ASSIGNED TASK:
Decide whether each statement below agrees with the South Sudan text. For each, answer yes or no and quote the words of the text that decide it.
1. SIAPS began its work in South Sudan in 2012.
2. USAID provided the USD 11.2 million through SIAPS over a three-year period.
3. SIAPS established the Drug and Food Control Authority without working alongside any other body.

TEXT PROVIDED:
=== Section Start ===
South Sudan

Project Dates: September 2012 – December 2016


The prolonged conflict in South Sudan has severely disrupted the health sector. South Sudan has a heavy disease burden with a maternal mortality ratio of 2,054 per 100,000 live births and an under-five mortality rate of 135/1,000. A 2010 assessment reported significant challenges in the pharmaceutical sector that resulted in chronic stock-outs of commodities at health facilities.

SIAPS started work in South Sudan in 2012 as a follow-on to the Strengthening Pharmaceutical Systems Program. USAID provided USD 11.2 million through SIAPS to South Sudan to support pharmaceutical system strengthening over a five-year period.

Project highlights

  • Pharmaceutical sector governance: To create an enabling environment to regulate pharmaceuticals and related services, SIAPS collaborated with the Directorate of Pharmaceutical Services to establish the Drug and Food Control Authority (DFCA) and pharmaceutical technical working groups (PTWGs) that would support the quantification, procurement, and distribution of health commodities.
=== Section End ===
INFORMATION SUPPLIED:
=== Section Start ===
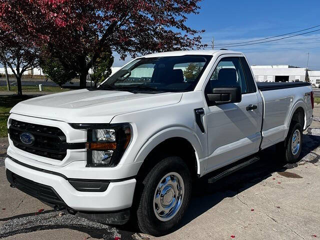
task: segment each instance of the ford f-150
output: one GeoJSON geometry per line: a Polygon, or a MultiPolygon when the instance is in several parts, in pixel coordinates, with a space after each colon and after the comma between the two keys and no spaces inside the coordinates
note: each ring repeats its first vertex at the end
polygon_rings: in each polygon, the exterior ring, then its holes
{"type": "Polygon", "coordinates": [[[214,172],[214,182],[273,145],[298,161],[313,100],[308,82],[256,83],[241,52],[151,54],[98,88],[14,106],[7,178],[56,209],[110,224],[134,218],[162,235],[197,178],[214,172]]]}

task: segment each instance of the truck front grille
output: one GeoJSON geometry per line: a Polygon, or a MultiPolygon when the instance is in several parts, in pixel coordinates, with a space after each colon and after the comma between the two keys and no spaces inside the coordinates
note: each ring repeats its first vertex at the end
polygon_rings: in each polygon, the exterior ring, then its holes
=== Section End ===
SOLUTION TO THIS TASK:
1. Yes: "SIAPS started work in South Sudan in 2012"
2. No: "USAID provided USD 11.2 million through SIAPS to South Sudan to support pharmaceutical system strengthening over a five-year period"
3. No: "SIAPS collaborated with the Directorate of Pharmaceutical Services to establish the Drug and Food Control Authority (DFCA)"